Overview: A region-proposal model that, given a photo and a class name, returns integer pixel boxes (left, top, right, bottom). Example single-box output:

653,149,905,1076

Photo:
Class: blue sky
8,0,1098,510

════════════════

§ **Short exercise**
Reproduce the material above line for line, keeping every word, number and comma unchanged.

§ **Expected answer**
Overview: A region-proposal model that, given a photo and a class name, returns integer pixel boxes (left, top, right, bottom). Example single-box output:

653,149,905,1076

Photo:
Class: blue sky
8,0,1098,510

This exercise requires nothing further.